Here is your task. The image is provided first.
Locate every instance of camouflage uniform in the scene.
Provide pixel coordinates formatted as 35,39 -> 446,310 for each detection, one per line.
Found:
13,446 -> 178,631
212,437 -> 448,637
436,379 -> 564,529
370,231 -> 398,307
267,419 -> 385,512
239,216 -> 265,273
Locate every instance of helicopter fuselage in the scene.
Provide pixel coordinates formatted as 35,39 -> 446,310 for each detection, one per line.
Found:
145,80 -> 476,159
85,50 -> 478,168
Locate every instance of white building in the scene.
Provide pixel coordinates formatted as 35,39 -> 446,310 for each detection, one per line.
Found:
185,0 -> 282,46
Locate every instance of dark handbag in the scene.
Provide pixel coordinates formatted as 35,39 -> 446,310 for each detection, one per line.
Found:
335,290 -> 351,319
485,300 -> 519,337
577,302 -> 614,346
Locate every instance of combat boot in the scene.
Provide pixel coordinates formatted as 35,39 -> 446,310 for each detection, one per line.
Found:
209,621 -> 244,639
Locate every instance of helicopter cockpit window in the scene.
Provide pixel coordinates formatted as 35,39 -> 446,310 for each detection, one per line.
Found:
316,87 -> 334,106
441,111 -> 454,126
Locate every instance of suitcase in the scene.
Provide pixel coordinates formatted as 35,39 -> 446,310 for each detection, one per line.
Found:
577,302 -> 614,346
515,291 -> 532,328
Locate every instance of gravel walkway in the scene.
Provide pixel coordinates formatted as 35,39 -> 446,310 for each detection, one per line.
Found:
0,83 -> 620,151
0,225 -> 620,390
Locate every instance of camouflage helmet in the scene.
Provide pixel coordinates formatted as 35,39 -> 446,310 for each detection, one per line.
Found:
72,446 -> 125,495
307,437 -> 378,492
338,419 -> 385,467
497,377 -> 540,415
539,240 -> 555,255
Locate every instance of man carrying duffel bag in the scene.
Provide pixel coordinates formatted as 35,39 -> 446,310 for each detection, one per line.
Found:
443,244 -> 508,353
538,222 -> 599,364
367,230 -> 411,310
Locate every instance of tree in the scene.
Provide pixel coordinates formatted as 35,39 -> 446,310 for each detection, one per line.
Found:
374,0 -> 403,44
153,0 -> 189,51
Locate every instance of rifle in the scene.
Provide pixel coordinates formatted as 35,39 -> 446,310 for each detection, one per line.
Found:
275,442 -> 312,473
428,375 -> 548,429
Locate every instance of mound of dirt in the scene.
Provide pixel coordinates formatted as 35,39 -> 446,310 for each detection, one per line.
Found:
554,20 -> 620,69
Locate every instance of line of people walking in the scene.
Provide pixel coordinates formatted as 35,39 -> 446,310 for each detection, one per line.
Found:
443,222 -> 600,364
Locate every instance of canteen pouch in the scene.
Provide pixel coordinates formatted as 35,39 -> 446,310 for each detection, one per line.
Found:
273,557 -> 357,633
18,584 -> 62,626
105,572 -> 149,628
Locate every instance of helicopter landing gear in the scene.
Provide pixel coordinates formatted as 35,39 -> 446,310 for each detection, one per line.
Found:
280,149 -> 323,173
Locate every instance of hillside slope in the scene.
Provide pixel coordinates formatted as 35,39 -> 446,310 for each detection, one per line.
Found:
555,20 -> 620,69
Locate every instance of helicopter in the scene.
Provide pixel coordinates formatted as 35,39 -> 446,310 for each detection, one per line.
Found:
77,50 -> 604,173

[DIRECTION]:
Reproduce every row above, substituting "Detections" for each occurrence of "Found" and changing nothing else.

[PROBLEM SOLUTION]:
Here is your task. The image is provided first.
Locate every instance of camouflage uniform in the scene.
Provide pixel coordinates formatted as 35,39 -> 446,310 for each detection, one per line.
Detections:
13,446 -> 178,631
212,437 -> 448,637
436,379 -> 564,529
370,231 -> 398,307
267,419 -> 385,512
239,216 -> 265,273
Locate every instance of helicopter fuselage in the scene.
Provide pixel coordinates formatted as 35,39 -> 446,310 for each detection, one per line.
Detections:
145,80 -> 476,159
85,50 -> 478,168
Locate every instance of white building in the scene.
Provide pixel coordinates formatted as 35,39 -> 446,310 for each detection, one per line.
Detections:
185,0 -> 282,46
Locate every instance of dark handbag in the scene.
Provide pixel coordinates formatted as 35,39 -> 446,310 for each detection, one per line.
Detections:
335,290 -> 351,319
485,300 -> 519,337
577,302 -> 614,346
Locate every instance of combat boot in the scene.
Provide pixel coordinates formatted as 35,39 -> 446,310 for each detection, one per line.
Detections:
209,621 -> 244,639
Locate every instance of helicopter cockpit window in the scene.
Provide pixel coordinates formatted as 35,39 -> 446,310 for each detection, one per line.
Detections:
316,87 -> 334,106
441,111 -> 454,126
Locate every instance of suitcase in the scene.
Provide pixel coordinates formatted as 35,39 -> 446,310 for each detection, one per line.
Detections:
577,302 -> 614,346
515,291 -> 532,328
Locate every instance of gravel walkway in the scene.
Provide pixel coordinates formatted as 35,39 -> 446,310 for each detection, one per line.
Detections:
0,83 -> 620,151
0,225 -> 620,390
Locate every instance of camouflage helmet in the scene.
Provide pixel coordinates formatted as 35,39 -> 446,310 for each detection, one per line.
Detections:
72,446 -> 125,495
307,437 -> 378,492
338,419 -> 385,467
497,377 -> 540,415
539,240 -> 555,255
Locate every instance of man carrying duffel bag in the scene.
Provide pixel coordinates formatted as 35,39 -> 446,310 for each detection, one per line.
Detections:
443,244 -> 508,353
538,222 -> 599,364
367,230 -> 411,310
Locate every instance of tree in the scene.
Provide pixel coordinates formatted as 35,39 -> 446,310 for each detection, one per line.
Detections:
374,0 -> 403,44
153,0 -> 189,51
Locate every instance of rifle in the scene.
Provide pixel coordinates formatted as 35,39 -> 446,310 for each detection, one per line.
Detections:
275,442 -> 312,473
428,375 -> 548,429
Locate every instance of mound of dirt in the scene.
Provide pixel coordinates formatted as 35,39 -> 446,310 for each detection, one per line.
Detections:
554,20 -> 620,69
Locate every instance of line of people walking in the scene.
Provide pixel coordinates formatted as 35,39 -> 446,310 for each detection, one per line.
Detections:
443,222 -> 600,364
Locate every instance of canteen pouch in the scene.
Provide pixel coordinates formatted as 35,39 -> 446,310 for each detection, one per line.
Detections:
273,557 -> 357,633
18,584 -> 62,626
105,572 -> 149,628
Locate every instance of helicopter landing gear in the scene.
Provide pixel coordinates formatted as 35,39 -> 446,310 for each detection, one per line.
Detections:
280,149 -> 323,173
Locate every instance of hillside slope in the scene.
Provide pixel coordinates formatted as 35,39 -> 446,310 for each detection, one per line.
Detections:
555,20 -> 620,69
Locate every instance of helicopter in the scene.
Provide pixel coordinates formatted as 35,39 -> 446,310 for each detection, one per line.
Detections:
77,50 -> 604,173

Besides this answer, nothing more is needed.